| DE TEKST |
-=-=-

Groen

BEDRIJVEN EN OMZET

In het eerste kwartaal van 2021 waren bijna 74.600 bedrijven actief in de landbouw (waaronder teelt, veehouderij, gemengde bedrijven en loonwerk). Een jaar eerder waren dat er 73.500. Het aantal groothandelsbedrijven in landbouwproducten en in voedingsmiddelen was stabiel, te weten 15.600. Hoveniersbedrijven namen in aantal toe tot 12.300 in het eerste kwartaal van 2021. Dit aantal groeit al jaren. Daarnaast waren er ruim 3.500 bloemenwinkels en tuincentra, en bijna 1.400 dierenspeciaalzaken (beide even veel als een jaar eerder). De branche paardensport en maneges telde circa 1.900 bedrijven (CBS, 2021a).

De agrarische productie is met een volumegroei van 1,2% in 2020 minder gevoelig gebleken voor de impact van corona (met name lockdowns) dan andere sectoren, maar zag door lagere prijzen de productiewaarde met ruim 4% dalen. Enig prijsherstel in 2021 is haalbaar, maar het perspectief op sterke rendementsverbetering blijft ongunstig. De volumegroei in 2021 zal naar verwachting afzwakken tot 0,5%. Stapje voor stapje zorgen de stikstofmaatregelen in met name de intensieve veehouderij voor een krimpende veestapel en dus een lagere productie (ING, 2021).

De productie van de agrarische sector ligt lager dan in 2017. Het fosfaatplafond voor de melkveehouderij, de fipronil-affaire in de legpluimveehouderij en de beperkende regelgeving in de varkenssector dragen bij aan productievermindering (UWV, 2019). Ook de onzekerheid over het stikstof- en pfasbeleid zet volgens ABN AMRO een rem op de volumegroei in veel sectoren, waaronder de agrarische sector (-0,5% in zowel 2020 als in 2021). In de landbouw drukken de stikstofmaatregelen vooral hun stempel op de melkveehouderij. Daardoor kunnen de melkveestapel en het aantal melkveebedrijven gaan krimpen. Vooral dierhouderijen willen overstappen naar een nieuw verdienmodel, aangezien in Nederland de grenzen van de groei zijn bereikt (ABN AMRO, 2019).

De groothandel in landbouwproducten en de groothandel in voedingsmiddelen realiseren een omzet van circa 137 miljard euro (CBS, 2021b). Voor beide sectoren geldt dat in het eerste kwartaal van 2020 de helft van de bedrijven een omzettoename boekte. Dat was evenveel als in het eerste kwartaal van 2019 (CBS, 2021c).

-=-=-

| DE RECORDS |

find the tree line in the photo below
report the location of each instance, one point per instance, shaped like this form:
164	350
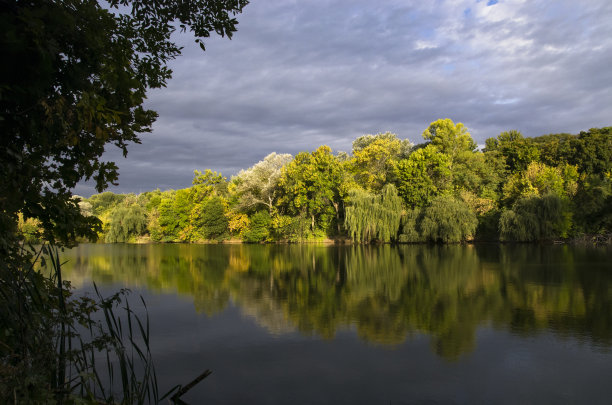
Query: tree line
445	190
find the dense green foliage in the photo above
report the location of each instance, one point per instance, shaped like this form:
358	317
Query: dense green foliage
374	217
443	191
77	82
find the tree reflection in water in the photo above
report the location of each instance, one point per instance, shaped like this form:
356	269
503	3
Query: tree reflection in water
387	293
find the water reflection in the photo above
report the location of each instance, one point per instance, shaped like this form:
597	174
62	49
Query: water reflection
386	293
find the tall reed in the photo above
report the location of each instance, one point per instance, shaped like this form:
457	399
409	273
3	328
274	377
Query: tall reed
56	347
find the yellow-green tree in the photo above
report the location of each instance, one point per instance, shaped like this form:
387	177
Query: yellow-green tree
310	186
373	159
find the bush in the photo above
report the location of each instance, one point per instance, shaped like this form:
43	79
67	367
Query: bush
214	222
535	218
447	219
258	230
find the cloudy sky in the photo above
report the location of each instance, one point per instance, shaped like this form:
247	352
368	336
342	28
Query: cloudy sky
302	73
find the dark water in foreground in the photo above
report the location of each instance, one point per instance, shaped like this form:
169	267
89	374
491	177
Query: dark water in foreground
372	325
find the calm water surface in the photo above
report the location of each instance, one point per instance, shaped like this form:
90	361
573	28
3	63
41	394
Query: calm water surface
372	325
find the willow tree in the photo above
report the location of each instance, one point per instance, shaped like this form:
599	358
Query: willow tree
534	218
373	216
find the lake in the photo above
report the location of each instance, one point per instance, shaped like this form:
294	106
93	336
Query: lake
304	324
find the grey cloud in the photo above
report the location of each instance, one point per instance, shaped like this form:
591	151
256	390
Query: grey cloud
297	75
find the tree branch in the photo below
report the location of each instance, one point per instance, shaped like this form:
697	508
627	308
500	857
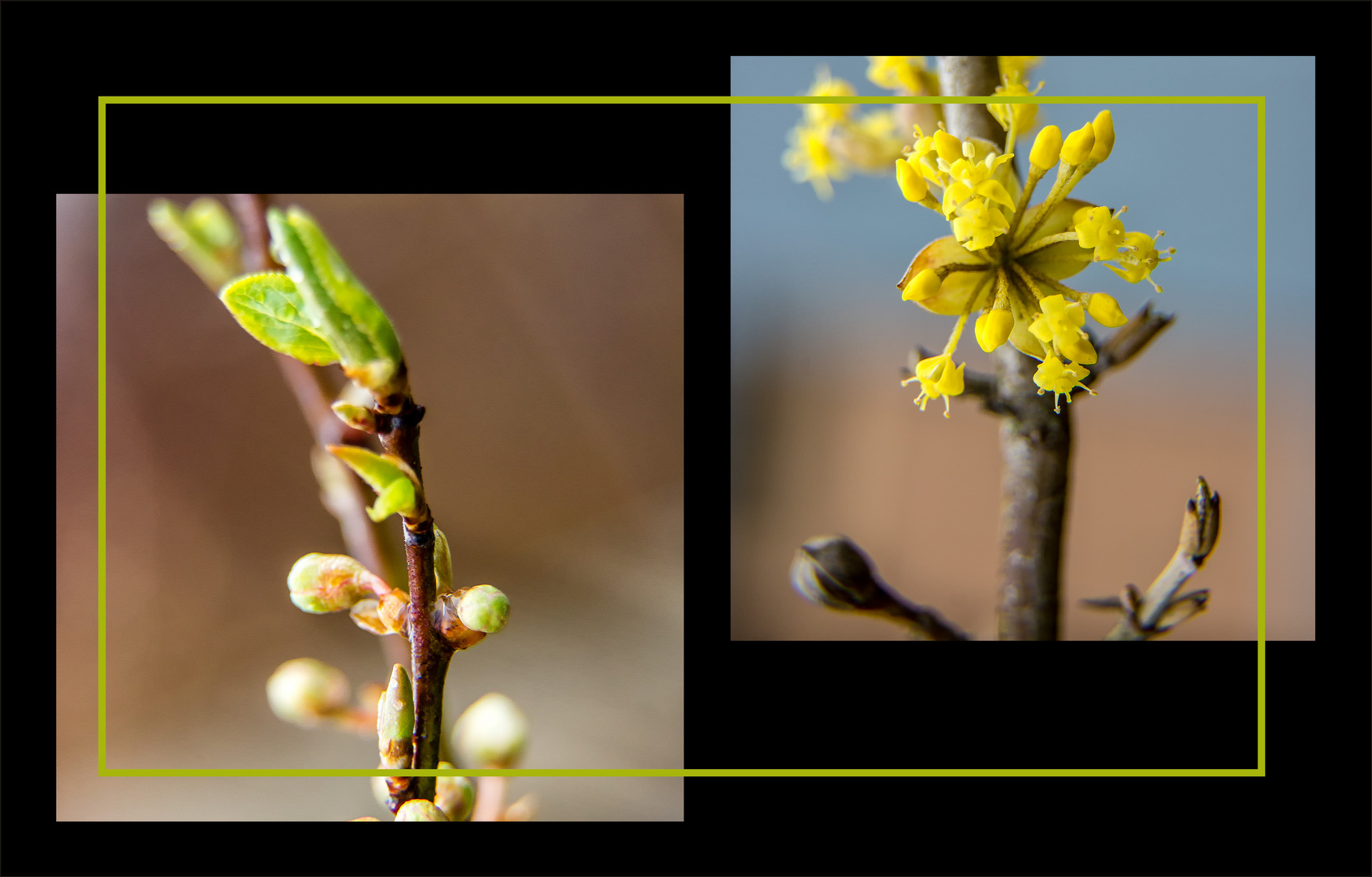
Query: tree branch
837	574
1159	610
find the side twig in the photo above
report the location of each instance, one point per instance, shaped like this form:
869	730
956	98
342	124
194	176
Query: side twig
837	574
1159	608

-=-=-

| DE OPDRACHT |
1. Hoeveel hoveniersbedrijven waren er volgens de tekst over bedrijven en omzet in het eerste kwartaal van 2021?
2. Verander in de records overal "water" in "pond" en laat de rest ongewijzigd. Geef alleen de regels vanaf de regel met "find the cloudy sky in the photo above" tot en met het einde van de records, zonder de afbeeldingen.

| DE ANTWOORDEN |
1. 12.300.

2.
find the cloudy sky in the photo above
report the location of each instance, one point per instance, shaped like this form:
247	352
368	336
342	28
Query: cloudy sky
302	73
find the dark pond in foreground in the photo above
report the location of each instance, one point per instance, shaped like this form:
169	267
89	374
491	177
Query: dark pond in foreground
372	325
find the calm pond surface in the photo above
report the location of each instance, one point per instance, shaped like this form:
90	361
573	28
3	63
41	394
Query: calm pond surface
372	325
find the willow tree in the photo above
report the location of each instance, one point per instance, shaped like this form:
599	358
Query: willow tree
534	218
373	216
find the lake in the photo above
report the location of each instance, one point per instance, shaped like this form:
294	106
93	336
Query: lake
304	324
find the grey cloud in the photo above
report the location of each instance, one point per instance, shaped like this form:
591	151
256	390
Query: grey cloud
297	75
find the tree branch in the photo below
report the location of each instance, one point per instance, shaped like this form:
697	508
627	308
500	857
Query: tree branch
837	574
1159	610
find the side twig in the photo above
report the location of each instance, one point per instance, shaped like this form:
869	730
956	98
342	124
194	176
Query: side twig
837	574
1159	608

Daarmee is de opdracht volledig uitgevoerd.